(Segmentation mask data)
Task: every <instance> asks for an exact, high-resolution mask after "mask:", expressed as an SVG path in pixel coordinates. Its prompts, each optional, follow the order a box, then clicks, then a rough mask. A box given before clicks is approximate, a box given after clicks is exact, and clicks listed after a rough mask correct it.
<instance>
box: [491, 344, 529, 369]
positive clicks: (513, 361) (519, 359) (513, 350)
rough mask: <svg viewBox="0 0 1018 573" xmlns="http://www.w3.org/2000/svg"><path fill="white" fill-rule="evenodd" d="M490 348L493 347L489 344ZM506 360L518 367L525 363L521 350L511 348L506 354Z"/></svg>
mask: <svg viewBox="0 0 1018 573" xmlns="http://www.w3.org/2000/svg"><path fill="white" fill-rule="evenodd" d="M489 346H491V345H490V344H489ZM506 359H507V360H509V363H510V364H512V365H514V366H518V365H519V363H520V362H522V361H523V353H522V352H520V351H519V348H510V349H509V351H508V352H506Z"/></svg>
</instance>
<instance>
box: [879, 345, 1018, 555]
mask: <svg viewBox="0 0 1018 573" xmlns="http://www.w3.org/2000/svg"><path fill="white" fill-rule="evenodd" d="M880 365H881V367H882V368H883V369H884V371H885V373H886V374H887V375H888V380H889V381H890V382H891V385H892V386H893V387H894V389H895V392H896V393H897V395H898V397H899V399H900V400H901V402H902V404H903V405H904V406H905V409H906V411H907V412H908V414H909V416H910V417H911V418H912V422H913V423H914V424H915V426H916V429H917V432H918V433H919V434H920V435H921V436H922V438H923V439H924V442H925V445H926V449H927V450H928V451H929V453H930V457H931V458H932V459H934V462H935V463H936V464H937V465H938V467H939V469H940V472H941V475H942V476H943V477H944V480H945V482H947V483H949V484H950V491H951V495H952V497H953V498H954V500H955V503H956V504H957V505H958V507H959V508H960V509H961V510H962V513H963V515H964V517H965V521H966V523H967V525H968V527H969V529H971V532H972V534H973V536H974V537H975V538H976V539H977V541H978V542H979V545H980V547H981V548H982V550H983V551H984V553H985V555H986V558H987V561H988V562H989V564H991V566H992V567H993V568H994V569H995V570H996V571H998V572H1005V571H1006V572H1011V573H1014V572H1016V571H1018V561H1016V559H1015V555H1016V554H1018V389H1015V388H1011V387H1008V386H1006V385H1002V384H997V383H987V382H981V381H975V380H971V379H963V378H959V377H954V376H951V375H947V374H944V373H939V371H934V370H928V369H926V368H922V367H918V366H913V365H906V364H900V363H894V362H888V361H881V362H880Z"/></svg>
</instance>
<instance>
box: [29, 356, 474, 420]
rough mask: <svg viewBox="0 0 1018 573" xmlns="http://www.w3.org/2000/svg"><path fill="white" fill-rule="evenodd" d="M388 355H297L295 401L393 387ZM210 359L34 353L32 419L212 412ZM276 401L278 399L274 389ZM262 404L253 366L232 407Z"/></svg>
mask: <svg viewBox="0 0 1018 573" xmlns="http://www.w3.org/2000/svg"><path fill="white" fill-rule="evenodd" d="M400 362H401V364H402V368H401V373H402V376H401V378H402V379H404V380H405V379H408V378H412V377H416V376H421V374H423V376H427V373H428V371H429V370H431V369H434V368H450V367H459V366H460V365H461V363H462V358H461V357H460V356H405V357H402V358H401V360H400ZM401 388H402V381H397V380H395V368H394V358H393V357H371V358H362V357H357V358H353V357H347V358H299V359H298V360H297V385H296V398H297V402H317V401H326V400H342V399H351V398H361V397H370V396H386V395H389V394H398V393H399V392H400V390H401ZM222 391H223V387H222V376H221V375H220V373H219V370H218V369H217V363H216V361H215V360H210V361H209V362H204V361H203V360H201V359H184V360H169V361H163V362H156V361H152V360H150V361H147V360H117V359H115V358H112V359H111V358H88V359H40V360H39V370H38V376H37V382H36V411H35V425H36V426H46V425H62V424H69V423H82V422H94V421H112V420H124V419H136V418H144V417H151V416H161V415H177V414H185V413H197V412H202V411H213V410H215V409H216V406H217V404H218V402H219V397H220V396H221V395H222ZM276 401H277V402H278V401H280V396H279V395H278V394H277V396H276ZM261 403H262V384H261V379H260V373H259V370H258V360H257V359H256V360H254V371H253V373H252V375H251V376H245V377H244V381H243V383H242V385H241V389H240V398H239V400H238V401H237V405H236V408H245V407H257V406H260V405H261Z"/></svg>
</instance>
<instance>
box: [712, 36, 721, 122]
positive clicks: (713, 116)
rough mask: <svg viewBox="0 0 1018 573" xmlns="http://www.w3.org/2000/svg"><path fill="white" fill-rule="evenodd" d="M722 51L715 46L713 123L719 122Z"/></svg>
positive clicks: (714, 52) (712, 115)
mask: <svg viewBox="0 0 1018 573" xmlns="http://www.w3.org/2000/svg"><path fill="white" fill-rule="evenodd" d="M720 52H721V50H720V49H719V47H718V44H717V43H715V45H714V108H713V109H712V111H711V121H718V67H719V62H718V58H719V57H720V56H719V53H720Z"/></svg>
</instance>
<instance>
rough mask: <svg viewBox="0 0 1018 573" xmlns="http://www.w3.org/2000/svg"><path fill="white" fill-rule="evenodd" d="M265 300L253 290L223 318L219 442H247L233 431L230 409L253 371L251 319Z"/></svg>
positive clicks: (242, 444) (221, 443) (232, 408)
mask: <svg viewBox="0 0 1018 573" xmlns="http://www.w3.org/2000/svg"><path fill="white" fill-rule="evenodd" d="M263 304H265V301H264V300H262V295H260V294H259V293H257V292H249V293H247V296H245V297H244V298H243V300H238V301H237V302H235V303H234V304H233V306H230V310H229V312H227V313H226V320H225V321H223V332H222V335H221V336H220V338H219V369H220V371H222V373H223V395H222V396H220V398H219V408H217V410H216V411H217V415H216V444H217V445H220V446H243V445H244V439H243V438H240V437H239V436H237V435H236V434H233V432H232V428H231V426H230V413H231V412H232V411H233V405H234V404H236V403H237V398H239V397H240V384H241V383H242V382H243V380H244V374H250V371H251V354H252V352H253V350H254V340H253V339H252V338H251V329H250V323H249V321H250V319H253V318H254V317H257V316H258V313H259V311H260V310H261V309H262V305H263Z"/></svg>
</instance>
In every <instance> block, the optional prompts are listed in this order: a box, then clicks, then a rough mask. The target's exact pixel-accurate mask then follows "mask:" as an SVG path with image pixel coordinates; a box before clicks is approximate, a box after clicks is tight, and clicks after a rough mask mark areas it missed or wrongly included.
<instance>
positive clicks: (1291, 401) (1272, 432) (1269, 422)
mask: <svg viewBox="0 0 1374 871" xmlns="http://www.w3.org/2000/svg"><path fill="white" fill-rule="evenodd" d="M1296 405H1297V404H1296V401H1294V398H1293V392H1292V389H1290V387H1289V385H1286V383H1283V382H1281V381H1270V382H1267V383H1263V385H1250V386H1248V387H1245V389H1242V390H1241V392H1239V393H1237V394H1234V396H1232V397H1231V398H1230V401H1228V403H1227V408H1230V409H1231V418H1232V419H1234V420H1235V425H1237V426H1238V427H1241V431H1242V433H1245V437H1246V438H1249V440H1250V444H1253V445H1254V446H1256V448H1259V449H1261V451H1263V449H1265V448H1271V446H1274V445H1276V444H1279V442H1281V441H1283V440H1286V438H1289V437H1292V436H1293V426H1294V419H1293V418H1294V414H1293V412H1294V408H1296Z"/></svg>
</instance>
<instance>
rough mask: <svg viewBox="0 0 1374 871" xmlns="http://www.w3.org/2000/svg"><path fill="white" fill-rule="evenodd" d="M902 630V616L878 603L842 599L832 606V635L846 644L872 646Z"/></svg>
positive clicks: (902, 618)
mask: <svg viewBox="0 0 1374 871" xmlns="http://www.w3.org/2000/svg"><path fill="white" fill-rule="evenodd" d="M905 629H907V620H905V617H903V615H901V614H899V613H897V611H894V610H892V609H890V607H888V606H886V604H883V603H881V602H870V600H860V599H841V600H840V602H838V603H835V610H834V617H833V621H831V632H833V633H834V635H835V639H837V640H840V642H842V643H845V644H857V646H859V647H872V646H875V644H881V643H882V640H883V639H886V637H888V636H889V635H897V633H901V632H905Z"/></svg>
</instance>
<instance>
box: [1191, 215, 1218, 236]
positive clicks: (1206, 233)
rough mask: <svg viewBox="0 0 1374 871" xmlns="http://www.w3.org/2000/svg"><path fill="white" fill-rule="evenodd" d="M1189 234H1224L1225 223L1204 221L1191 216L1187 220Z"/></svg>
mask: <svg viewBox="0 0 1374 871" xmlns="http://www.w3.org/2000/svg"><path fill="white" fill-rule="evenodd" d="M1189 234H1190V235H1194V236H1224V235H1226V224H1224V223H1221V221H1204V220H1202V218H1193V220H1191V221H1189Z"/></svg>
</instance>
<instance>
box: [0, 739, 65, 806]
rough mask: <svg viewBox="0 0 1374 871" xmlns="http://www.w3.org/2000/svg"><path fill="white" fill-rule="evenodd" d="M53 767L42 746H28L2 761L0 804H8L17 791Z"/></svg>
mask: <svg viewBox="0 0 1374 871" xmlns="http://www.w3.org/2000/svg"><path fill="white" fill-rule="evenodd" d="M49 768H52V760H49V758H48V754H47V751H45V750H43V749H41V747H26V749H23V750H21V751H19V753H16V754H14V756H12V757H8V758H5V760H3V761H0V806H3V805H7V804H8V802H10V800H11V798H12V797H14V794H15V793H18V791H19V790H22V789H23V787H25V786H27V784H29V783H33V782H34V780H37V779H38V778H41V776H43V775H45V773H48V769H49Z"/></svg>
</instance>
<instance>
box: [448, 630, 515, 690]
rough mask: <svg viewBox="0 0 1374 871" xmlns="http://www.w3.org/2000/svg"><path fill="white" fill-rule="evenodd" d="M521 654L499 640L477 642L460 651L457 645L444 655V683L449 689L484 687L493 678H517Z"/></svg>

● **TASK DESCRIPTION**:
List every line in the rows above that contains the string "positive". Case counts.

● **RESULT BELOW**:
positive clicks: (513, 361) (519, 359) (513, 350)
positive clicks: (713, 116)
positive clicks: (714, 52) (712, 115)
positive clicks: (242, 444) (221, 443) (232, 408)
positive clicks: (1291, 401) (1272, 432) (1269, 422)
positive clicks: (902, 618)
positive clicks: (1206, 233)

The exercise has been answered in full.